- **PROBLEM STATEMENT**
Duplicate the lines starting with the line that contains "Target: tree bark" and continuing through the line that contains "x=324 y=342", both included, and give nothing else.

* Start *

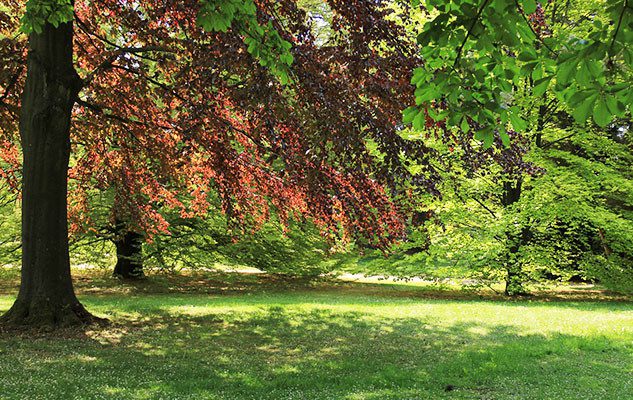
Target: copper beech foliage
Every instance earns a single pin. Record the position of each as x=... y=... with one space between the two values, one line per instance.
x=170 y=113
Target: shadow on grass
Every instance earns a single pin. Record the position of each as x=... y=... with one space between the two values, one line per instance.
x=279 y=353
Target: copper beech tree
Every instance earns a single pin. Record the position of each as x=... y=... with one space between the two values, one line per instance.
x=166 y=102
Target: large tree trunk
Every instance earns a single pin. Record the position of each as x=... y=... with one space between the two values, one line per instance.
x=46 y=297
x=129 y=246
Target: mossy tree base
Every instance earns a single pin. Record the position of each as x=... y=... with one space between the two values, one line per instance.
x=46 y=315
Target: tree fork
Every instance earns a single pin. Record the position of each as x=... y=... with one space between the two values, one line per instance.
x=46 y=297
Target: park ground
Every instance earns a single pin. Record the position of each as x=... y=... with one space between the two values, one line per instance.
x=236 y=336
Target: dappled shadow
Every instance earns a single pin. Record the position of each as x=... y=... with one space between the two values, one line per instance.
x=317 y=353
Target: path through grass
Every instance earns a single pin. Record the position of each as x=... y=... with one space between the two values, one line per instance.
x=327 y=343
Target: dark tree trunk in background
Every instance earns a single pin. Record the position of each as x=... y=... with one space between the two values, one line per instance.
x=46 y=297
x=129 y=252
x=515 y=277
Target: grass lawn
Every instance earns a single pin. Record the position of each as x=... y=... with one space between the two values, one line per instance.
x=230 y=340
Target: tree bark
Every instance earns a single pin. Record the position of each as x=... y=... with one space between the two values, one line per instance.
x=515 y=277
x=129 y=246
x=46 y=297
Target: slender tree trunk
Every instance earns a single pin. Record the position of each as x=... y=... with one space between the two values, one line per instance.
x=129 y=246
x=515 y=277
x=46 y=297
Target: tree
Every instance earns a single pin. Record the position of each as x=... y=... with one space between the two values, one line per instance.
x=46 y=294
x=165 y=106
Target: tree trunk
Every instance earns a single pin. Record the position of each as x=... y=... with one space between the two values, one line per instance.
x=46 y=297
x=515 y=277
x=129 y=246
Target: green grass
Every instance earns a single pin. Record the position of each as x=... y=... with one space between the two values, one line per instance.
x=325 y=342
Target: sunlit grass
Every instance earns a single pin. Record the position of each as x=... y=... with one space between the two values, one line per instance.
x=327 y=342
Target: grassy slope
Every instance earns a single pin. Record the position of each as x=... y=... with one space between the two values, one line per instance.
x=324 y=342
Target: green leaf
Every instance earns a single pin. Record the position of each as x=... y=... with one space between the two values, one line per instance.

* End *
* Start *

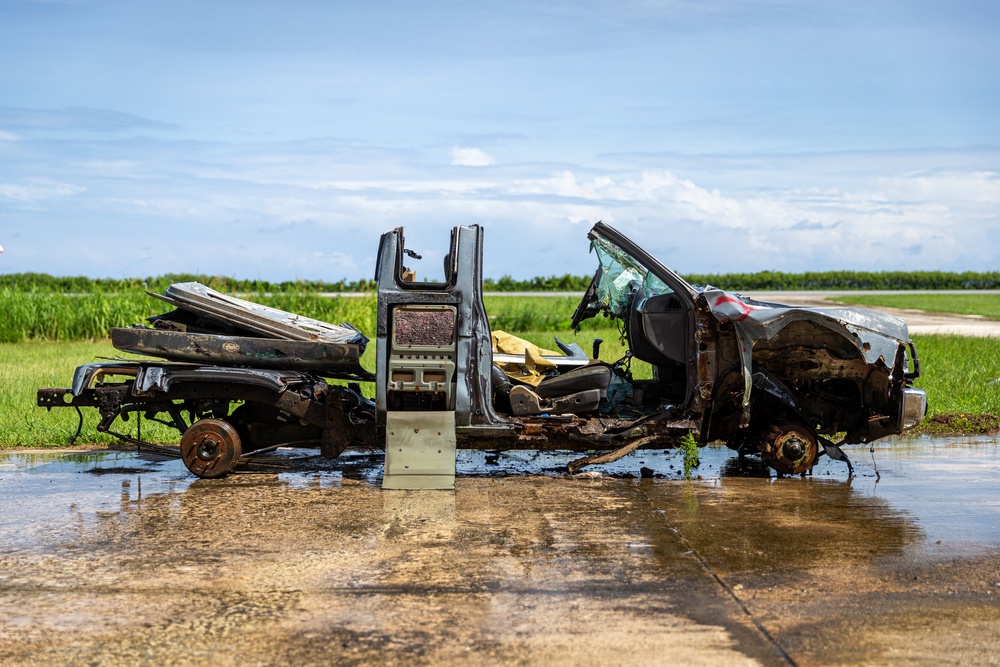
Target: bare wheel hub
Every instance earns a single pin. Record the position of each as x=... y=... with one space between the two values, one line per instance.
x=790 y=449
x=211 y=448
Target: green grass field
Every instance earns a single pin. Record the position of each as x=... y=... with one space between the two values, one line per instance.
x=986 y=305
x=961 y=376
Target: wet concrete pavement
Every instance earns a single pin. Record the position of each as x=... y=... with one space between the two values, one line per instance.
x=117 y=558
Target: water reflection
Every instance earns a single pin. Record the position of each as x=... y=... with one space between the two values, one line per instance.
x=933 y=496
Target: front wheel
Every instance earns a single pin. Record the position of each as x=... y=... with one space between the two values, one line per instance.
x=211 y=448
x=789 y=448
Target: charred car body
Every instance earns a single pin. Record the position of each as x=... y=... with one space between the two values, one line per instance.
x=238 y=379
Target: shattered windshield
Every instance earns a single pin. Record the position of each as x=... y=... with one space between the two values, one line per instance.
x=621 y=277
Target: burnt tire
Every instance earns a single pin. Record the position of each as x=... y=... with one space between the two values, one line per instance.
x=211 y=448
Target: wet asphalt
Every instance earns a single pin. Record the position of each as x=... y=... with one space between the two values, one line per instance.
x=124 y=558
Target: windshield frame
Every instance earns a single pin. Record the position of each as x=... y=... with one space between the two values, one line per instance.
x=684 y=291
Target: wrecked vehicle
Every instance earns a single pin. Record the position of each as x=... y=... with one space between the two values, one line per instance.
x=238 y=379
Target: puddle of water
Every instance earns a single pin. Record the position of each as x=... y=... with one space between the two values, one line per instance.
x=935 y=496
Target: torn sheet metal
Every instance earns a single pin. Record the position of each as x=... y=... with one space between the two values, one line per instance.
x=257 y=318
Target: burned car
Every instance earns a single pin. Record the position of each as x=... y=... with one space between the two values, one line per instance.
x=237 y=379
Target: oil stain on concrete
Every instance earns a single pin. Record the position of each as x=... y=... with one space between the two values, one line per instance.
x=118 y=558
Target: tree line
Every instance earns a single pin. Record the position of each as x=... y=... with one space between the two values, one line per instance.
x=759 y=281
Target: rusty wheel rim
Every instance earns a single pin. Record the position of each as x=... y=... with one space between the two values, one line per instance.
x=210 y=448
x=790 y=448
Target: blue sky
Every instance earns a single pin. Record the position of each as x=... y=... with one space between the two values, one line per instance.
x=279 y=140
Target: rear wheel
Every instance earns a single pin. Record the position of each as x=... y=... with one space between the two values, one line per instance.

* End *
* Start *

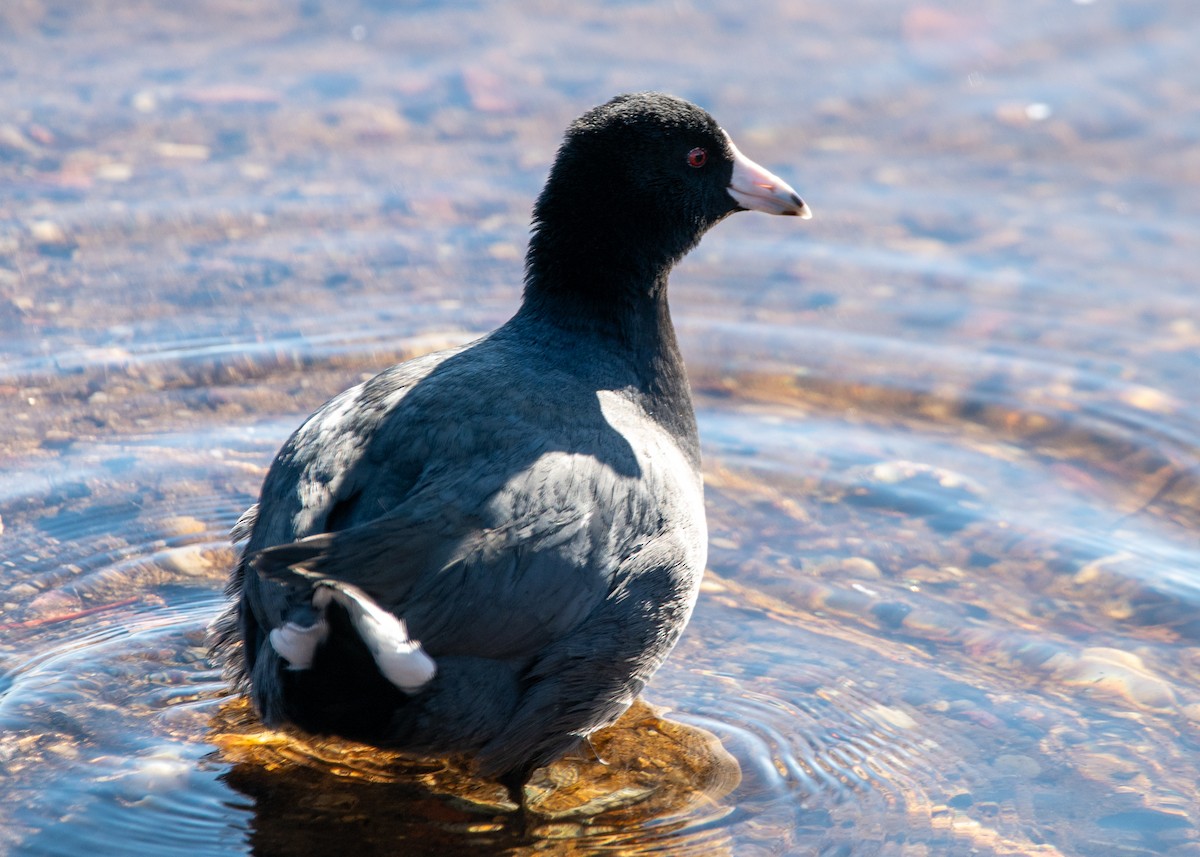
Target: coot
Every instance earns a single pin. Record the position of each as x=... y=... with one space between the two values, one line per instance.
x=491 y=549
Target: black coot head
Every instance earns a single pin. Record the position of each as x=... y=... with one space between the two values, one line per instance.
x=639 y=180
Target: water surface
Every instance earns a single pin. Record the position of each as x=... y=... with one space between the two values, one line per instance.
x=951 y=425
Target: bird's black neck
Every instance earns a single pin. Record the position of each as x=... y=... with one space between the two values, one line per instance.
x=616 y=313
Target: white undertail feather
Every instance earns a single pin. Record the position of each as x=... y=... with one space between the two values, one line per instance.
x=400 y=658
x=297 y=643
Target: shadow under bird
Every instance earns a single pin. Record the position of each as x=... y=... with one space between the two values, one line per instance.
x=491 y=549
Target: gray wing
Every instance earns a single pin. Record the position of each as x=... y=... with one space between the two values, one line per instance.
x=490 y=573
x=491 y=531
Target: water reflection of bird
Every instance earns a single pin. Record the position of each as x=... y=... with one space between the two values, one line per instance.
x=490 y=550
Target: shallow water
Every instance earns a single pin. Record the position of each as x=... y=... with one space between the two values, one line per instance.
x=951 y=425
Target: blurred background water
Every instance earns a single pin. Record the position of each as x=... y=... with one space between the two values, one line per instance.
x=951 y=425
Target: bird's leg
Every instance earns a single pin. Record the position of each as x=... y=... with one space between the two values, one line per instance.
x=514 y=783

* End *

- **RESPONSE**
Target: tree bark
Every instance earns a single pin. Record the position of each as x=... y=... with one space between the two values, one line per instance.
x=515 y=277
x=129 y=246
x=46 y=297
Target: slender tree trunk
Every instance earns a single pin. Record the position of each as x=... y=... with one space between the two values, one line per instance.
x=129 y=246
x=515 y=277
x=46 y=297
Target: tree
Every instance earns a single pin. Record the position of each as x=... y=... with one space between the two values, one line per instance.
x=46 y=294
x=165 y=106
Target: tree trunk
Every instance earns a single pin. Record the position of each as x=... y=... with one space between the two values, one line per instance.
x=46 y=297
x=515 y=277
x=129 y=246
Target: green grass
Every instance earns a single pin. Record the position of each as x=... y=... with one space between the two values, one line per instance.
x=325 y=342
Target: sunlit grass
Every instance earns a single pin. Record the position of each as x=... y=... with one space between the two values, one line per instance.
x=327 y=342
Target: grassy slope
Every instance earns a single pin. Record the position of each as x=... y=... with one space between the two values, one line per instance.
x=324 y=342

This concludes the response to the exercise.